» THE DATA
----
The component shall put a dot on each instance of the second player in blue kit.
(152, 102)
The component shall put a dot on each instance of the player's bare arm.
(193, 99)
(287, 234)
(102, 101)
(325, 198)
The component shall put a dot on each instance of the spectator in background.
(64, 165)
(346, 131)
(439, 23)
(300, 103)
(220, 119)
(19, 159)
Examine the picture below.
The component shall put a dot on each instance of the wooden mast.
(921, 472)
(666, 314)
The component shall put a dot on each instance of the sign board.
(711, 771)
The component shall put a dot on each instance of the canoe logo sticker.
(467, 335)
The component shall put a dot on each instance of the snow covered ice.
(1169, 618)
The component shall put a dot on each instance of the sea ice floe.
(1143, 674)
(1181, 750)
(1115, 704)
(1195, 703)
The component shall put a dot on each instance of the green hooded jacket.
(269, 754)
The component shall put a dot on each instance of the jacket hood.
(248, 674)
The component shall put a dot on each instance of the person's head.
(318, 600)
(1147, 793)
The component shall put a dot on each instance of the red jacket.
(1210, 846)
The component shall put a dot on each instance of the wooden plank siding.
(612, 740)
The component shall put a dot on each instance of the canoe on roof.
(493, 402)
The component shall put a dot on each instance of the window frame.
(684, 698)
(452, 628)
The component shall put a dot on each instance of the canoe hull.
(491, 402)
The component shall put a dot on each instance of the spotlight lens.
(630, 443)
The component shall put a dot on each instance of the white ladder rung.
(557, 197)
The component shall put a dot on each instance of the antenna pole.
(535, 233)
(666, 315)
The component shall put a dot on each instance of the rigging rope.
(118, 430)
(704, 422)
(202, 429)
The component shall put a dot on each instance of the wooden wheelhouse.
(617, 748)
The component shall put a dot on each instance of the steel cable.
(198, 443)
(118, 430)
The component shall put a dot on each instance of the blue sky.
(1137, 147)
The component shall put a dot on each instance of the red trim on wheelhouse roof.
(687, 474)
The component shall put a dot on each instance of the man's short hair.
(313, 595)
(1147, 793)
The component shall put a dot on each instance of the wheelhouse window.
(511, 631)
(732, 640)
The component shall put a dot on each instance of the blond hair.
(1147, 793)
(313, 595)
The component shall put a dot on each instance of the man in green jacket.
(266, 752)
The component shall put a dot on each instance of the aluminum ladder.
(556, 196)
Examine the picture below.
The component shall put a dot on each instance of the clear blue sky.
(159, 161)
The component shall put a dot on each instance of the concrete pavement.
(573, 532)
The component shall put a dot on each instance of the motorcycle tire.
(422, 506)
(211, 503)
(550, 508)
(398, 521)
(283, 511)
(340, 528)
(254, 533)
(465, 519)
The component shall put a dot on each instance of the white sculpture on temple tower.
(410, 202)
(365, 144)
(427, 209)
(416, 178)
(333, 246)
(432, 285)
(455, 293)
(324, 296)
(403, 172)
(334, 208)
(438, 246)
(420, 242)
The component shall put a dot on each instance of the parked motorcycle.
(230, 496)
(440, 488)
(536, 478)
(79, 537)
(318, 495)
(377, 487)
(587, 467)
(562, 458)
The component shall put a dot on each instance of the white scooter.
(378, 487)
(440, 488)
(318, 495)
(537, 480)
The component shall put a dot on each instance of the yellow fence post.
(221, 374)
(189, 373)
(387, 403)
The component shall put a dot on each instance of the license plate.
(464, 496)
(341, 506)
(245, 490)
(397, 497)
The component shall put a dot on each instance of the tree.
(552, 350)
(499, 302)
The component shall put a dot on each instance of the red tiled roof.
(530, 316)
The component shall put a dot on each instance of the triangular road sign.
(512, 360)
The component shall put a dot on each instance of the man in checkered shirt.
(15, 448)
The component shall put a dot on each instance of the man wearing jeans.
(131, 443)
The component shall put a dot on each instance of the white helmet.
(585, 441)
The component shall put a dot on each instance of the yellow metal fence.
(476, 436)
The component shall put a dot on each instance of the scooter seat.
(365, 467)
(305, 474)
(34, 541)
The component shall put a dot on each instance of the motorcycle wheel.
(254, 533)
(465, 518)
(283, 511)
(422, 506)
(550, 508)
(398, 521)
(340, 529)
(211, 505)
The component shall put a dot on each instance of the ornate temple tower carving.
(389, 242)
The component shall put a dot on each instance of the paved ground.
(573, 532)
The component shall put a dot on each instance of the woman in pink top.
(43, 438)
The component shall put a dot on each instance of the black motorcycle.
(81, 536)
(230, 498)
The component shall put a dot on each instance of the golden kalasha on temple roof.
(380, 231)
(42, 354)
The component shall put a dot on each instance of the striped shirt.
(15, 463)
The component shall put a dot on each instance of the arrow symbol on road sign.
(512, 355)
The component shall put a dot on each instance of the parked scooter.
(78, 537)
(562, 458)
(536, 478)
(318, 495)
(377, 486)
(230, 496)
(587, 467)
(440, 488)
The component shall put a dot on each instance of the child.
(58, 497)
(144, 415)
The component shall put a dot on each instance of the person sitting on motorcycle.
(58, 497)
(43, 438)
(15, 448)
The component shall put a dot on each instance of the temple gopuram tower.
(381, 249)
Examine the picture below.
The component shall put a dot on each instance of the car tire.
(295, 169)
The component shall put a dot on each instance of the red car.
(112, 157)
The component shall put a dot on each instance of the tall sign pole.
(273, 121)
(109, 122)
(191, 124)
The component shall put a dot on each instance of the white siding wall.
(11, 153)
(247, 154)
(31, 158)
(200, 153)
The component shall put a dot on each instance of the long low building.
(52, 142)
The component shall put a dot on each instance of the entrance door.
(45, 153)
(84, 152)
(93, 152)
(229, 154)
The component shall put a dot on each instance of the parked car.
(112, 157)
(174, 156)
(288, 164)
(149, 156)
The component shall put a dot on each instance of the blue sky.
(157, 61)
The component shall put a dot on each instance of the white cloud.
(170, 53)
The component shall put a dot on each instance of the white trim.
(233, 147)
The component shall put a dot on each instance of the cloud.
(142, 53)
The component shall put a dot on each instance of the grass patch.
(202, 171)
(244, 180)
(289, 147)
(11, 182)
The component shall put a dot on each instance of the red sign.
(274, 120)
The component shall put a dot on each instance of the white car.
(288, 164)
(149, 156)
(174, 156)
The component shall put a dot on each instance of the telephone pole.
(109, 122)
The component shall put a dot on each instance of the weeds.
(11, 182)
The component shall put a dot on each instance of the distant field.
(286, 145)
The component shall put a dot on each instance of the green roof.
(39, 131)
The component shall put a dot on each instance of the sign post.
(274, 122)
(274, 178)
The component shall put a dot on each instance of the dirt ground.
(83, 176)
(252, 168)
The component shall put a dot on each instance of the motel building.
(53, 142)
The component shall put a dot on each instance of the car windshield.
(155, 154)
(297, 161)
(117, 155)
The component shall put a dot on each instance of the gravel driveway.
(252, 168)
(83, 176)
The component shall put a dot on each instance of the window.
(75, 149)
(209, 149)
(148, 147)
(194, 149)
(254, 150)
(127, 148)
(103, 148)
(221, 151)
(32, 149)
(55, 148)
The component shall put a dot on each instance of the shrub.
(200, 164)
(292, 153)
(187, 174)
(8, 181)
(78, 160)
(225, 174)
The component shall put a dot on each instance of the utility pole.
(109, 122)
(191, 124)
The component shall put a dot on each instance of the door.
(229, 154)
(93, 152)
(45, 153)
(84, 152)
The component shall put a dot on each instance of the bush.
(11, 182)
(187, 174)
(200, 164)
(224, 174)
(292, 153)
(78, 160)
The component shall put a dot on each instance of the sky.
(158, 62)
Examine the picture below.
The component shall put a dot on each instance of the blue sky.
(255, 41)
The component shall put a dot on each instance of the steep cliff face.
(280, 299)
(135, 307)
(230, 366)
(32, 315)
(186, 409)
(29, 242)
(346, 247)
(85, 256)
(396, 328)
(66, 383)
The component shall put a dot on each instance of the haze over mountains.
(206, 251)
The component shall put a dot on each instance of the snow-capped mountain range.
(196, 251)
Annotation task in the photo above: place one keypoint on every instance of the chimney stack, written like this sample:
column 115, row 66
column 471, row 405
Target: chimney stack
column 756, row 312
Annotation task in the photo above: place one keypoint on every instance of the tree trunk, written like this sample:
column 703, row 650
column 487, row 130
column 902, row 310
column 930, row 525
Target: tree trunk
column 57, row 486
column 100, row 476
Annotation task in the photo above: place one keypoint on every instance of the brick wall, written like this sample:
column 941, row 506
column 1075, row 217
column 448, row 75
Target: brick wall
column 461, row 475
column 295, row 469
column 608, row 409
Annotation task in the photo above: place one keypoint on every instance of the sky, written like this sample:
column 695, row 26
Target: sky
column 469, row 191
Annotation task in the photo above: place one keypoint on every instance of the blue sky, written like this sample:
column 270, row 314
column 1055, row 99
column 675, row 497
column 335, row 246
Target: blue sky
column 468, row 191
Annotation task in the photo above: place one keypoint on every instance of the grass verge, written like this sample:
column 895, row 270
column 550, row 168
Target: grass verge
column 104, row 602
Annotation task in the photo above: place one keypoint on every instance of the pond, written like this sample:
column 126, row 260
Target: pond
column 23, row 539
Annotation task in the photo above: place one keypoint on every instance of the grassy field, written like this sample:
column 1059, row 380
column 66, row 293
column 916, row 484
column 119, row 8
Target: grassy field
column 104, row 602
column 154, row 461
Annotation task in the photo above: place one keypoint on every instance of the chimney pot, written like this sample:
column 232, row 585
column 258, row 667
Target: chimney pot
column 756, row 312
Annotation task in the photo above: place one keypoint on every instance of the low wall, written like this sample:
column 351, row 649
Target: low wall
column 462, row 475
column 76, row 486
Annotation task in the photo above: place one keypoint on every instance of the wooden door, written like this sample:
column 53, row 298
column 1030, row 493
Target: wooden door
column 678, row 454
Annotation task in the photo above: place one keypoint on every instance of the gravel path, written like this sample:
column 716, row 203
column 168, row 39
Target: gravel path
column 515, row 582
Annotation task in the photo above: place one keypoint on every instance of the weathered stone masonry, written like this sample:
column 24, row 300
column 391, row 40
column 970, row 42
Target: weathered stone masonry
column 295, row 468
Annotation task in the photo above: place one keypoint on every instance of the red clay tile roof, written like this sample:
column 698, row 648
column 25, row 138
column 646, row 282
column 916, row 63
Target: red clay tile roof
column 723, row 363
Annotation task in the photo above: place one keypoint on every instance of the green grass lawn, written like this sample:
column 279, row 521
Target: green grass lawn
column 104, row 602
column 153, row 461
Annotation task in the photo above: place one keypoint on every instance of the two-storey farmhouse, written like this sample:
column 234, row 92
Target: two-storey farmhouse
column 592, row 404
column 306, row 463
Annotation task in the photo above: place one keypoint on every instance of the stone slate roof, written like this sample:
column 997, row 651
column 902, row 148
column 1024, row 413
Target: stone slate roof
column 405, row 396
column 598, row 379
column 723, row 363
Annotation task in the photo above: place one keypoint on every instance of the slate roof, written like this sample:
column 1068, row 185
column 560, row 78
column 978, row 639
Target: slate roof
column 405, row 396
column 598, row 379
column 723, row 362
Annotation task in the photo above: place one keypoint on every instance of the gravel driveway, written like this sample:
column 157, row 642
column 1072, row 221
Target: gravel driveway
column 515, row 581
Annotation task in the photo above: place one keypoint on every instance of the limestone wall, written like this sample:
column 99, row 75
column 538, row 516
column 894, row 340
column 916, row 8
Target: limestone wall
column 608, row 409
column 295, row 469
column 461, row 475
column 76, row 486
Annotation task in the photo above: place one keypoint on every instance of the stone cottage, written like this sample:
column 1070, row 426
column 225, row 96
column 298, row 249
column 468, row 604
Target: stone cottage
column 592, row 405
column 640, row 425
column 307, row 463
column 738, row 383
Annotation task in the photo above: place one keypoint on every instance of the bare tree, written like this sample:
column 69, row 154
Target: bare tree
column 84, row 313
----
Word for word, restate the lines above from the line containing "column 168, row 39" through the line containing "column 1072, row 221", with both included and nothing else.

» FINISHED TASK
column 168, row 39
Target: gravel path
column 515, row 582
Annotation task in the photo above: place one keypoint on every instance of the weathered stone masonry, written like this sample:
column 24, row 300
column 391, row 40
column 970, row 42
Target: weathered stone masonry
column 295, row 468
Annotation task in the photo above: place one keypoint on every instance of the red clay tile roof, written like this sample:
column 698, row 648
column 25, row 138
column 646, row 282
column 916, row 63
Target: red clay tile roof
column 723, row 363
Annotation task in the photo above: place one keypoint on every instance of the green grass lawn, written like this sample:
column 279, row 521
Target: green grass lawn
column 104, row 602
column 153, row 461
Annotation task in the photo above: place one keypoint on every instance of the two-storey farmhouse, written like this sample:
column 234, row 92
Target: two-storey farmhouse
column 592, row 404
column 306, row 463
Annotation task in the photo above: place one keypoint on every instance of the stone slate roof, written like this sample:
column 997, row 651
column 902, row 148
column 1024, row 413
Target: stone slate roof
column 405, row 396
column 598, row 379
column 723, row 363
Annotation task in the photo above: place one keypoint on every instance of the slate roof, written like this sample:
column 1068, row 185
column 560, row 78
column 978, row 639
Target: slate roof
column 405, row 396
column 598, row 379
column 723, row 362
Annotation task in the photo above: place one keypoint on every instance of the gravel driveway, written like this sample:
column 157, row 642
column 1072, row 221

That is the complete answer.